Short problem a: In the records, reproduce word for word the stretch from the line containing "Every instance of the carved" through the line containing "(1049, 389)", including both of those lines.

Excerpted text:

───

Jeffries dared Johnson to debate the impasse over a government funding plan “any day this week in primetime, broadcast live to the American people.”
The Democrat blamed the shutdown on the unwillingness of Trump and congressional Republicans to negotiate a bipartisan deal on healthcare programs.
Republicans, who need the votes of Senate Democrats to reopen the government, argue that healthcare talks can only happen later, when their majorities will again enable them to pass laws without any Democratic input.
A televised debate, Jeffries said, would allow Johnson to “explain your ‘my way or the highway’ approach to shutting the government down, when Democratic votes are needed to resolve the impasse that exists.”
Sending the National Guard to a states despite a governor’s objections is not a new idea in Trump’s inner circle.
Miller, the White House deputy chief of staff, said in November 2023 that a second Trump administration would order the Guard from sympathetic Republican-led states deployed to Democrat-run states that refuse to cooperate with his drive for mass deportations.
“The Alabama National Guard is going to arrest illegal aliens in Alabama and the Virginia National Guard in Virginia. And if you’re going to go into an unfriendly state like Maryland, well, there would just be Virginia doing the arrest in Maryland, right, very close, very nearby,” Miller said on “The Charlie Kirk Show.”
While the U.S. economy has continued to grow this year, hiring has slowed and inflation remains elevated as the Republican president’s import taxes have created a series of disruptions for businesses and hurt confidence in his leadership. At the same time, there is a recognition that the nearly $2 trillion annual budget deficit is financially unsustainable.
The Trump administration sees the shutdown as an opening to wield greater power over the budget, with multiple officials saying they will save money as workers are furloughed by imposing permanent job cuts on thousands of government workers, a tactic that has never been used before.
Even though it would be Trump’s choice to cut jobs, he believes he can put the blame on the Democrats.
The Supreme Court on Monday rejected an appeal from Ghislaine Maxwell, the imprisoned former girlfriend of Jeffrey Epstein. As is their custom, the justices did not explain why.
On the first day of their new term, the justices declined to take up a case that would have drawn renewed attention to the sordid sexual-abuse saga after the Trump administration sought to tamp down criticism over its refusal to publicly release more of its investigative files.

───

Recorded data:

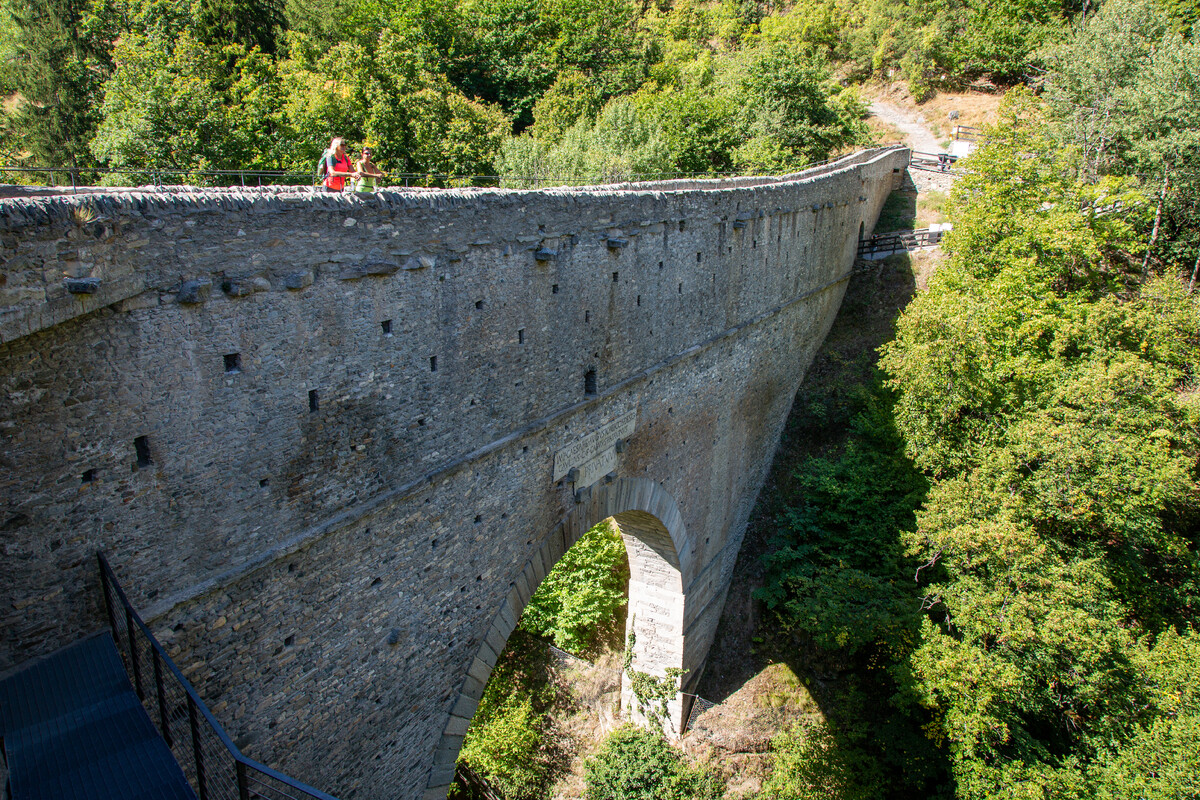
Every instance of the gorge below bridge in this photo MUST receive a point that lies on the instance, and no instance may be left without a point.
(331, 444)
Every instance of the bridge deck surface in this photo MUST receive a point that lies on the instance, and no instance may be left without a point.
(75, 729)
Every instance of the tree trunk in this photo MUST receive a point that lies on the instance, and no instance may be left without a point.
(1158, 218)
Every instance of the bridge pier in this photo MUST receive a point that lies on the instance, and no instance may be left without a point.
(330, 477)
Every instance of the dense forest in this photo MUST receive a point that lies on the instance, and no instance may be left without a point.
(1000, 555)
(519, 88)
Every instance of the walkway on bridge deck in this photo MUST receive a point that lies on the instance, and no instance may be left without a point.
(75, 729)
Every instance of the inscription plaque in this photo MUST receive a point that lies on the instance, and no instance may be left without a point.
(594, 444)
(595, 468)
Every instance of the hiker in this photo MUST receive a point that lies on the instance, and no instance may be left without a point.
(367, 172)
(337, 166)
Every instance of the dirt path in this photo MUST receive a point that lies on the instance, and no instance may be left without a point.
(916, 133)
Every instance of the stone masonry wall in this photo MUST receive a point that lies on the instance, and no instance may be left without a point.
(313, 433)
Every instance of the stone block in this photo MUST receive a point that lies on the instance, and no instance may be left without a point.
(193, 292)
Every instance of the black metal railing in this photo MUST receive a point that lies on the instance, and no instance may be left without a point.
(934, 162)
(157, 178)
(214, 765)
(900, 241)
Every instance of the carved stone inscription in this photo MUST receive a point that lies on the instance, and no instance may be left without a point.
(594, 445)
(595, 468)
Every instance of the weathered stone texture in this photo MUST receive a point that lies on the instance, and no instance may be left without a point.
(351, 407)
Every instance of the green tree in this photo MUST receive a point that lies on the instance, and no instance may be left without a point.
(583, 593)
(1047, 386)
(505, 743)
(58, 66)
(187, 107)
(639, 764)
(793, 114)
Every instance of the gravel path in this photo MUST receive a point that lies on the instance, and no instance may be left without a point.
(916, 134)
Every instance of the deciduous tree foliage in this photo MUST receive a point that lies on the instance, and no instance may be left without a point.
(583, 593)
(1049, 389)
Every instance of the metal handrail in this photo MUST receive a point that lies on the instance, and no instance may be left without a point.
(899, 241)
(157, 176)
(246, 770)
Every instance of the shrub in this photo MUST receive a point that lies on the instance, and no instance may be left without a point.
(639, 764)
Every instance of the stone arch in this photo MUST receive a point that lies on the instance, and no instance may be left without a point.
(655, 540)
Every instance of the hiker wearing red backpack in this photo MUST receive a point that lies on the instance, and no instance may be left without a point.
(337, 166)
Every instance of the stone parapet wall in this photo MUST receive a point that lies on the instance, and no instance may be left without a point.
(315, 433)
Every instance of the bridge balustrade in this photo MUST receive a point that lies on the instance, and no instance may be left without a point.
(213, 764)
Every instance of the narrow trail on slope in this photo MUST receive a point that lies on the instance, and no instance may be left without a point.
(917, 134)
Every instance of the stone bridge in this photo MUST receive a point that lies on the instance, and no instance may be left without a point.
(333, 443)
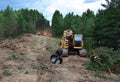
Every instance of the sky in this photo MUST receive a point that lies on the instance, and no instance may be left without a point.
(48, 7)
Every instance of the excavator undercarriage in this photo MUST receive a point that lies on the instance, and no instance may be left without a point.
(69, 44)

───

Short problem b: According to the news excerpt, why do Republicans argue that healthcare talks can only happen later? Answer in one to three sentences.

Output a:
Every instance of the carved stone inscription in this photo MUST receive a point that lies on the instance, and no instance may be left without a point.
(594, 445)
(595, 468)
Every instance of the weathered stone texture in this photo MUST receive a point that lies on the instance, and no instance may be left without a point.
(351, 407)
Every instance of the green tree in this photo MUST receive a point that lies on the instance, and no instance may be left without a point.
(583, 593)
(1047, 386)
(505, 743)
(58, 66)
(187, 107)
(639, 764)
(793, 114)
Every instance of the gravel path in this photo MUST receive a point that lies on the instance, and no instance may be left without a point.
(916, 134)
Every instance of the deciduous tree foliage in this photo MUST receive a point that lies on the instance, and no instance may be left without a point.
(583, 593)
(1049, 389)

Output b: Republicans argue that healthcare talks must wait because later their majorities will again let them pass laws without any Democratic input. For now, they need the votes of Senate Democrats to reopen the government.